Source document:
------------

A couple weeks ago I weeks ago I was able to take my girls sailing in a 12 foot wooden catboat on the Mystic River in Connecticut. It had been years since I sailed, but the tiller felt familiar in my hand; I think I could have still done it with my eyes closed. We stepped off the dock, untied the boat, and I set the sail. As soon as I pulled in the main sheet, that controls the sail, wind filled it and we pulled off into the open stretch of river. There was no partway. Either you’re in the boat or left on the dock. Either the sail is up and drawing and pulling your boat along or it is folded and the boat is motionless.

Setting the sail, like setting my heart, is commitment. It is an action. It is bold, defining everything that comes after. It requires me to do something to make that happen, it requires me to leave the safety of the dock, to turn my back on the sandy shore.

God calls us away from the shores of the world into the deep ocean of his love, off to grand adventures and work for him. “I know the plans I have for you,” he says. Plans. Courses to plot. He has people for us to touch and love and lead to Him.  He has deep and great secrets to whisper to us, wisdom to impart, a new life to live. But all this only comes when we set our weak, fearful, dark heart on him. His plans, His ways, His nature and heart and being. When we turn our back on all we know, that safe familiar shore, and set our selves in Him.

We also have to fix our eyes on Him, just as our motion and heart and life is set on Him. As my daughters took turn holding the tiller and sailing, I helped them find a point of land to fix their eyes on. “Aim towards that blue boat on the dock,” I told them. Or, “Keep the front of the boat pointed to that flag pole.” Without that, the boat would wander off course. The forces of the wind on the sail, the current, the natural way the boat slips a bit sideways through the water, all pulls on the tiller and rudder, pushing the boat slowly off course. When they had a point to fix on, they could make subtle adjustments to keep the boat on course, headed in a straight line. If they lost that point, even for a moment, the boat headed off course.

------------

(Items stored in a collection)
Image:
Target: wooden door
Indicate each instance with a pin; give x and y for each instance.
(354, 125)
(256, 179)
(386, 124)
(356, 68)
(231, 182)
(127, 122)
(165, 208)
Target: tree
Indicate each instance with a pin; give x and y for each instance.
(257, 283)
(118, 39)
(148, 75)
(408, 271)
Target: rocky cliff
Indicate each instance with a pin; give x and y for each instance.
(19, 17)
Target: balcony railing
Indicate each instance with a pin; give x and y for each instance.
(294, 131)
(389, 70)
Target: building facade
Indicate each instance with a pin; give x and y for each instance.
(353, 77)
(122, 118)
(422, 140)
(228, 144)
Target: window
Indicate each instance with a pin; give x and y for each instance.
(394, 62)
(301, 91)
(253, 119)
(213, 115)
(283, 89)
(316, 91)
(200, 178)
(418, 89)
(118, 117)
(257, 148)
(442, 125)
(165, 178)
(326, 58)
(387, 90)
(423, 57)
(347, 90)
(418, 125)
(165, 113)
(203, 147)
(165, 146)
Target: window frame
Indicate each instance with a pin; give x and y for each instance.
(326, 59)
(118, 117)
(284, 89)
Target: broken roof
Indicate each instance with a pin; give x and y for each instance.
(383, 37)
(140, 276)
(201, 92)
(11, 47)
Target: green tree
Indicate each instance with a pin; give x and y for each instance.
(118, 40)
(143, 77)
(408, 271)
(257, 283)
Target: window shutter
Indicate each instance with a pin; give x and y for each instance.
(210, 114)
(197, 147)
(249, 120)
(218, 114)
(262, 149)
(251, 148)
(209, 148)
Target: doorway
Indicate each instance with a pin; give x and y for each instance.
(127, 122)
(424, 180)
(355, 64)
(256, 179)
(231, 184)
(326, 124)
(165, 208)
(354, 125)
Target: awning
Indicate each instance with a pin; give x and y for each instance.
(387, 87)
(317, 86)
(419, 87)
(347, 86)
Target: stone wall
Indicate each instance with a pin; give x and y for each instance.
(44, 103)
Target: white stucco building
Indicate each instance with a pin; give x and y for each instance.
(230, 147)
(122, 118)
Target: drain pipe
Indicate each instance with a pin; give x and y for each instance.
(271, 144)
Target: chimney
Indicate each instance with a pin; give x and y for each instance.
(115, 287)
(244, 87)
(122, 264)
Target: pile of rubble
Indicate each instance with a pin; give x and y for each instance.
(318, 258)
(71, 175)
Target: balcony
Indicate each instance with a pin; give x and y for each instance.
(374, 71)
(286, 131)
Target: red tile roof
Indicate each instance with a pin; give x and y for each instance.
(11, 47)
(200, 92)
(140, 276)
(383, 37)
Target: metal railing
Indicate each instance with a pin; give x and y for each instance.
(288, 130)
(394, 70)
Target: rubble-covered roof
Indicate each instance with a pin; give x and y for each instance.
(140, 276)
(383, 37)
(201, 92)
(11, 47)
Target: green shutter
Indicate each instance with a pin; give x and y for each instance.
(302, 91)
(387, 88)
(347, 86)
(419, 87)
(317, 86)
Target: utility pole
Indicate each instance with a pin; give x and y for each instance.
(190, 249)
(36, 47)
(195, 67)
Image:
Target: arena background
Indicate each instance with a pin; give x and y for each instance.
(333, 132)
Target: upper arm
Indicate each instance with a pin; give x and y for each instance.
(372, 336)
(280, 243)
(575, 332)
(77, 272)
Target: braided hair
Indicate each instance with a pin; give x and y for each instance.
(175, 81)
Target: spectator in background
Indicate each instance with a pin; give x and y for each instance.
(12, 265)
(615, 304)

------------

Exercise requirements:
1. Answer these questions using the sailing passage:
(a) What size and type of boat did the narrator sail with the daughters?
(b) According to the passage, what does the main sheet control?
(c) What two points did the narrator tell the daughters to aim toward?
2. List every force or effect that the sailing passage names as pushing the boat off course.
3. Carry the sailing passage forward from its final sentence.

Answers provided:
1.
(a) A 12-foot wooden catboat.
(b) The sail.
(c) The blue boat on the dock and the flag pole.

2.
- The force of the wind on the sail
- The current
- The natural way the boat slips a bit sideways through the water

3.
Left alone, hands off the tiller, the boat will head up into the wind. And stop. The sail will flap, useless, pointing like a flag and the boat will begin to get blown backwards. When the girls got slightly off course by looking around at something other than their flagpole or bridge, they found it hard to correct, to bring the bow back around to where we were supposed to go. Paul implores us to fix our eyes, not just look, or gaze, or consult occasionally because he knew how easy it is to get stuck in irons, how fast we can get off course, how the forces of the wind and sea pull on the boat and sails and draw us away from where we need to go. There is so much to distract us, pull our gaze and attention away: the everyday demands of life to our whole world falling at our feet. Still, God tells us: “Fix these words of mine in your hearts and minds,” (Deuteronomy 11:18) and “we fix our eyes not on what is seen, but on what is unseen, since what is seen is temporary, but what is unseen is eternal” (2nd Corinthians 4:18).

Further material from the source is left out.